**提供された本文**:
語られる言葉の河へ

2010年1月29日開設
大岡昇平、佐藤優、読書

【大岡昇平ノート】加賀乙彦の、大岡文学における体験の深化と拡張 ~新しい方法論の創造~

2010年10月19日 | ●大岡昇平
(1)作品から体験への遡及作業
 体験が作品に結晶するには、それ相応の屈折や濾過の作用が必要だ。体験は、生のままで作品に結実しえない。
 真の文学作品は、文章がそれ自体として独立し、現実世界に対峙するだけの鞏固な構築を備えている。
 戦後夥しく書かれた戦記や戦争を主題とする小説群のなかにあって、真の文学といえるのはごく限られた作品にすぎない。大岡昇平の文学は、本当の文学的作品である。
 たとえば『俘虜記』は、文章として表された作品世界がまずもって加賀乙彦に迫ってくる。そこに描かれた世界が大岡の体験であったかどうかということは一義的興味とはならない。
 とはいえ、大岡の戦争体験がなかったら『俘虜記』が生まれなかったのは事実だ。
 作品への関心が出発点となって、体験へと遡る方向への作業があってもよい。その種の作業なら、加賀乙彦には大いに興味がある。

**課題の指示**:
大岡昇平を論じた本文のうち、「2010年10月19日 | ●大岡昇平」から始まり「とはいえ、大岡の戦争体験がなかったら『俘虜記』が生まれなかったのは事実だ。」で終わる部分を、一字も変えずに書き写してください。

[保存された記録]

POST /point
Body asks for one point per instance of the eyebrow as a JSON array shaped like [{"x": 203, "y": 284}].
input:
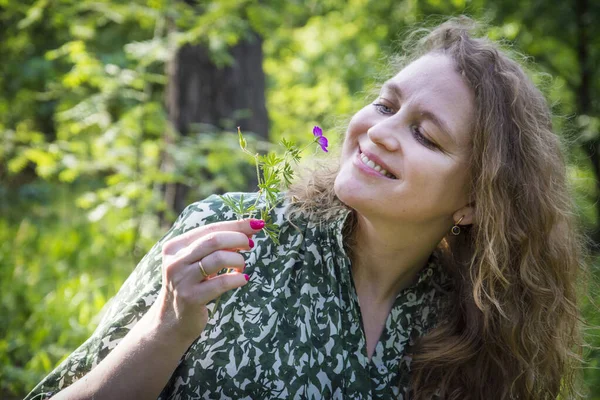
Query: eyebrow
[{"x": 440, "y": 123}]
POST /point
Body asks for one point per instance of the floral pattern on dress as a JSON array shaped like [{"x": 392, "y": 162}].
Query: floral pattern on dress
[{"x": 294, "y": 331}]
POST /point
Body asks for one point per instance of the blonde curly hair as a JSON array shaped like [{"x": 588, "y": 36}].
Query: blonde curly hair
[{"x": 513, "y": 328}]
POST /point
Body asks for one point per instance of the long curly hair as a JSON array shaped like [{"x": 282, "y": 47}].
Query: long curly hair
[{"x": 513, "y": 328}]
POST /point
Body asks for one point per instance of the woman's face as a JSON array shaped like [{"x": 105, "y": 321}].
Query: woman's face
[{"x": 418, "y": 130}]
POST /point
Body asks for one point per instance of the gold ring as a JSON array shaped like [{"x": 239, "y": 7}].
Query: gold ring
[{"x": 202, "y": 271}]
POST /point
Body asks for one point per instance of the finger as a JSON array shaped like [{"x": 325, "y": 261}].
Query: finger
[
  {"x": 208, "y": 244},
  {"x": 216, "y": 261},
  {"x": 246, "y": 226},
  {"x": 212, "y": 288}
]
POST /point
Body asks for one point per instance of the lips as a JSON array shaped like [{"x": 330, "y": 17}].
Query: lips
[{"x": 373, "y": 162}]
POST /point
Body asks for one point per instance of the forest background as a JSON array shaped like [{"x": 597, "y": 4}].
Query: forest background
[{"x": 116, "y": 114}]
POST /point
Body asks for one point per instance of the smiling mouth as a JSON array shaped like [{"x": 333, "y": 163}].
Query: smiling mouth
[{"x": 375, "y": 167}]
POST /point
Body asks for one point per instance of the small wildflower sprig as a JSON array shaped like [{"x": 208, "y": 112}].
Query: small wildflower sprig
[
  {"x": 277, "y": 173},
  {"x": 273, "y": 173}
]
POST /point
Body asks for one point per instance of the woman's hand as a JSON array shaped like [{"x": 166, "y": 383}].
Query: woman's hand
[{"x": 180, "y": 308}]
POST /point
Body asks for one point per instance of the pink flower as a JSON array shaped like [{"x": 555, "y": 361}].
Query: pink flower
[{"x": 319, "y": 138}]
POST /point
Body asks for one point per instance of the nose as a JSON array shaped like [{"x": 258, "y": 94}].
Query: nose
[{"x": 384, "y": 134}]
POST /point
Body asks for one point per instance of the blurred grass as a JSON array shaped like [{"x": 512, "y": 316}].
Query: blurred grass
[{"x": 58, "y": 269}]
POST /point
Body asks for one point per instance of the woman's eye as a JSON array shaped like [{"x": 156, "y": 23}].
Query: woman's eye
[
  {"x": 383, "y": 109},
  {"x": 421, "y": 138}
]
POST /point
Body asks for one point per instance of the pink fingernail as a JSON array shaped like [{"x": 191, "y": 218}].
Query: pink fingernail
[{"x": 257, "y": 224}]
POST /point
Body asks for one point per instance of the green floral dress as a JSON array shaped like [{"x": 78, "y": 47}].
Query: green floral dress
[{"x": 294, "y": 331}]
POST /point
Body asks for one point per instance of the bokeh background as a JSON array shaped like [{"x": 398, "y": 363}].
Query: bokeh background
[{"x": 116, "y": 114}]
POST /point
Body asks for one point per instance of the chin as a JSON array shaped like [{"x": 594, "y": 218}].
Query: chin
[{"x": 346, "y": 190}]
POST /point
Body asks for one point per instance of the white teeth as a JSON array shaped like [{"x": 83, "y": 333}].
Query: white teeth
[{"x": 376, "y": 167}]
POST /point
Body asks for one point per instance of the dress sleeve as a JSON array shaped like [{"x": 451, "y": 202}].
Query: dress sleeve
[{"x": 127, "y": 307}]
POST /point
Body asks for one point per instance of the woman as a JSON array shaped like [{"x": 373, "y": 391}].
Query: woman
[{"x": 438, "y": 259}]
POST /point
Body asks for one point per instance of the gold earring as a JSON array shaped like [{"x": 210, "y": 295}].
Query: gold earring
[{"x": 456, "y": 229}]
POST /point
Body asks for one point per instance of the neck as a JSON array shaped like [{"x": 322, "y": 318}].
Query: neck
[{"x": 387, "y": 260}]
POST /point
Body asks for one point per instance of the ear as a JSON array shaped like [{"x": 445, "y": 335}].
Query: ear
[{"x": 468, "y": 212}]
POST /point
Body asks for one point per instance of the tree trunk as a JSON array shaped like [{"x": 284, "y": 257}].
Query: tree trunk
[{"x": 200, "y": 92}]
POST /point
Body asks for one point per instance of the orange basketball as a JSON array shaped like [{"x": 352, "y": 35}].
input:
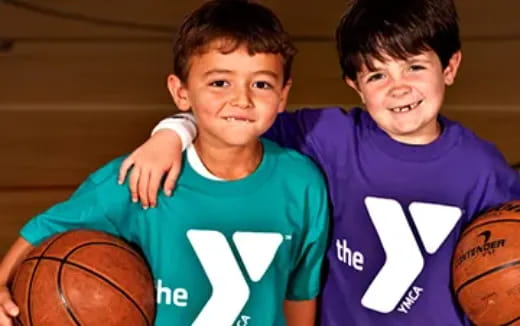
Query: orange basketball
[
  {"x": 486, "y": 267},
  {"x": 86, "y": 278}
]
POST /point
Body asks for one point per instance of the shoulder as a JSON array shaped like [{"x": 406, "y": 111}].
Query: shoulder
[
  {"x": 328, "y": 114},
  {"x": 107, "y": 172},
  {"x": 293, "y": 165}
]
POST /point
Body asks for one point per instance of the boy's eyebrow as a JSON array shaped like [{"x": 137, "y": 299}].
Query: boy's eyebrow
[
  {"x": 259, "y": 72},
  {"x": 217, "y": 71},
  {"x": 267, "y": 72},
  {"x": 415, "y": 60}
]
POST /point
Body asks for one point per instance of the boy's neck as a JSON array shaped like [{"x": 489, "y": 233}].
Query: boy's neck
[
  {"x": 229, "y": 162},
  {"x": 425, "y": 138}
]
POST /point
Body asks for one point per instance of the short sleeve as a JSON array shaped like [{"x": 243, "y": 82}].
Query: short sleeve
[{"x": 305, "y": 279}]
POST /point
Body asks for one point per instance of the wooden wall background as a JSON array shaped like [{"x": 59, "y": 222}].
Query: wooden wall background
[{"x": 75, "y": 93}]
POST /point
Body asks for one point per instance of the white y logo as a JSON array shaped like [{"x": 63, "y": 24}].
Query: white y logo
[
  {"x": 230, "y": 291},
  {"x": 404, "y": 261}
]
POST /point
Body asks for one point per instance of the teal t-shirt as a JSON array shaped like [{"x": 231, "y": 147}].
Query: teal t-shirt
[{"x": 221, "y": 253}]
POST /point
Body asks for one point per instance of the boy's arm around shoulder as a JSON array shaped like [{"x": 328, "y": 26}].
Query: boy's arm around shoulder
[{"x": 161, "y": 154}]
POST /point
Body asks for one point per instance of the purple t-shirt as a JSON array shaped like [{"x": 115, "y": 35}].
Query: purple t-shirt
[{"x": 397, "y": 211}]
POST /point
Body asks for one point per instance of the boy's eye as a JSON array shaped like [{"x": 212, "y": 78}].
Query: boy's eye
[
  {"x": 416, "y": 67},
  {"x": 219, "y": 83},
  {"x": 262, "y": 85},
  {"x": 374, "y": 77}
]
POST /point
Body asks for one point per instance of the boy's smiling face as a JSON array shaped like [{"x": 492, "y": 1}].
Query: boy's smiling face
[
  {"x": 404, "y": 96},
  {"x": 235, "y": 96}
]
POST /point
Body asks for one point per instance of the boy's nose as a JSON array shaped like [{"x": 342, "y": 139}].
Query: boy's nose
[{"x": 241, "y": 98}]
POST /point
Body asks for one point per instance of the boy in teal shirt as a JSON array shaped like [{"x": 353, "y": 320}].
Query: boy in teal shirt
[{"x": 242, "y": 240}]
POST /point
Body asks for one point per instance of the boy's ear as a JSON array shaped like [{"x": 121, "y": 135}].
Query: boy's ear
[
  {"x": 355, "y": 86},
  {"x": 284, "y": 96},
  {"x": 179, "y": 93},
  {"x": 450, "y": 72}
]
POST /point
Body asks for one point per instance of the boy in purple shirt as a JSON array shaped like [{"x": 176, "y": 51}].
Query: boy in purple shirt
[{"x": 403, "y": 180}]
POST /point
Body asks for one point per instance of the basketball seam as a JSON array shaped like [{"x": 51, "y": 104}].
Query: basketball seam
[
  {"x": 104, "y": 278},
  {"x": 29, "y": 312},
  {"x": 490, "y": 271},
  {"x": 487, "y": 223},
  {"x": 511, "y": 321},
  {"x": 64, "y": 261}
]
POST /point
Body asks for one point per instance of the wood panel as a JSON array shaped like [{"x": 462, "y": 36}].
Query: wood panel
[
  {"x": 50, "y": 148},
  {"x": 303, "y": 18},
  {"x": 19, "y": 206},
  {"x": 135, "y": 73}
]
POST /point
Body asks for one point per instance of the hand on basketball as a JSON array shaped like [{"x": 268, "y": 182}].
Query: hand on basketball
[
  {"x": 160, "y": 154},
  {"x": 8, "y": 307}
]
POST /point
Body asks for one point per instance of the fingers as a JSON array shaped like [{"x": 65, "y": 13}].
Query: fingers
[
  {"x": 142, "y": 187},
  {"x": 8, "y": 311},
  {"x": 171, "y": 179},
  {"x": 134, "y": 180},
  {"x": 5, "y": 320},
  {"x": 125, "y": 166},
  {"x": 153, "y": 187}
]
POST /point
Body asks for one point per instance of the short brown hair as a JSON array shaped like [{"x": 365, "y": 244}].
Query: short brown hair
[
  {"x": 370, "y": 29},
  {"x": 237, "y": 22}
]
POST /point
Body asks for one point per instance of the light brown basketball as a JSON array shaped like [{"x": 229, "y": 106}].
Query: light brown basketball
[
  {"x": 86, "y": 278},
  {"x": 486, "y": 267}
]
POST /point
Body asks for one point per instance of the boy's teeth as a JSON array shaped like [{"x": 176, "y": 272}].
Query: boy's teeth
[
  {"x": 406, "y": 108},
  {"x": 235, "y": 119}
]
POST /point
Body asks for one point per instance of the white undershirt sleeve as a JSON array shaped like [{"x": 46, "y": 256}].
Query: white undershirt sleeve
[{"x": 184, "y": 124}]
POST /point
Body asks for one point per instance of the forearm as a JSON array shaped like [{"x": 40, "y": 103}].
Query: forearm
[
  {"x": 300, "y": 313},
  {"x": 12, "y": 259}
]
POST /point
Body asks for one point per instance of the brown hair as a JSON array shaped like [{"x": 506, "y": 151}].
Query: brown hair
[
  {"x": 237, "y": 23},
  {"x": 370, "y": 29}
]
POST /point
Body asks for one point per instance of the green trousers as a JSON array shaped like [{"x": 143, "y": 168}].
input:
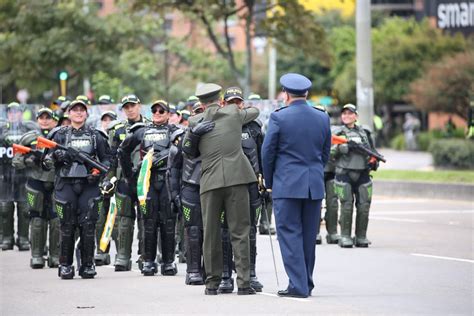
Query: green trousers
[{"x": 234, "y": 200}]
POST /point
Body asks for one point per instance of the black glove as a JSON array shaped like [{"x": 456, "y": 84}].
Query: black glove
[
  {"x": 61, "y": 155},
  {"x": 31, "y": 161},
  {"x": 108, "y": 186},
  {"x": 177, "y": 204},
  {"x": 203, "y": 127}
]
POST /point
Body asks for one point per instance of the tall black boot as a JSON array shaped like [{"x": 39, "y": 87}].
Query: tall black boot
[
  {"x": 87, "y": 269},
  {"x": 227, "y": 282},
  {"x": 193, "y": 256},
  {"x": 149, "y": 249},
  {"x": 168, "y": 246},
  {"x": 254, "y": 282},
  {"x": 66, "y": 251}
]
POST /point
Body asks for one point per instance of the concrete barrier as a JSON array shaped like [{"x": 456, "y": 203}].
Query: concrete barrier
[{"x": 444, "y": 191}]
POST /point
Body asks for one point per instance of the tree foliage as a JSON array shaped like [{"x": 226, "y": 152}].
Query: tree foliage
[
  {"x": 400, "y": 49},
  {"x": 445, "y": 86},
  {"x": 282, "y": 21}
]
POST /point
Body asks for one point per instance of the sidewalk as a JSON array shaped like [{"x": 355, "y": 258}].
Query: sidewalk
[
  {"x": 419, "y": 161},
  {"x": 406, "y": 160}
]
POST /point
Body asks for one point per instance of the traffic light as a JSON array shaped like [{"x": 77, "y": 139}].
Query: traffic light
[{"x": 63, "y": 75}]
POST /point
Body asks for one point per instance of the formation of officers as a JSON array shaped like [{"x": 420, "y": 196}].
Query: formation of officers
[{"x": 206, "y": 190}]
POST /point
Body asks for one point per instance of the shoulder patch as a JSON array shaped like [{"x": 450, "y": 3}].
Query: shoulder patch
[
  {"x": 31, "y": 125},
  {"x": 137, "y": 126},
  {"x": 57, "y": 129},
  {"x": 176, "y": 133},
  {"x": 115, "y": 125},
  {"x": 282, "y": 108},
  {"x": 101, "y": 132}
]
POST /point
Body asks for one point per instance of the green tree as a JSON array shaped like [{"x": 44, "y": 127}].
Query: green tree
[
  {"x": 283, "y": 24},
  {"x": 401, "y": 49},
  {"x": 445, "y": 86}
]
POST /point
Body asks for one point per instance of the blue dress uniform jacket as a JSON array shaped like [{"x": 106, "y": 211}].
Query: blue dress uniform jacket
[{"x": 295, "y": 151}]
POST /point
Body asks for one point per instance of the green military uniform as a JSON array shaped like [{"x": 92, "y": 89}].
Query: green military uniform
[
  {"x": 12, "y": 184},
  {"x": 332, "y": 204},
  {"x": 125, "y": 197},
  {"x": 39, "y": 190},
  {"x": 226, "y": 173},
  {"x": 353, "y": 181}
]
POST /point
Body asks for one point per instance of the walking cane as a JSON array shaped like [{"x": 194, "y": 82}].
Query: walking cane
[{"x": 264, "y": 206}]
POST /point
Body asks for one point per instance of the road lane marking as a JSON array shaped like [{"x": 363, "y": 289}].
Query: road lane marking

**この課題の結果**:
2010年10月19日 | ●大岡昇平
(1)作品から体験への遡及作業
 体験が作品に結晶するには、それ相応の屈折や濾過の作用が必要だ。体験は、生のままで作品に結実しえない。
 真の文学作品は、文章がそれ自体として独立し、現実世界に対峙するだけの鞏固な構築を備えている。
 戦後夥しく書かれた戦記や戦争を主題とする小説群のなかにあって、真の文学といえるのはごく限られた作品にすぎない。大岡昇平の文学は、本当の文学的作品である。
 たとえば『俘虜記』は、文章として表された作品世界がまずもって加賀乙彦に迫ってくる。そこに描かれた世界が大岡の体験であったかどうかということは一義的興味とはならない。
 とはいえ、大岡の戦争体験がなかったら『俘虜記』が生まれなかったのは事実だ。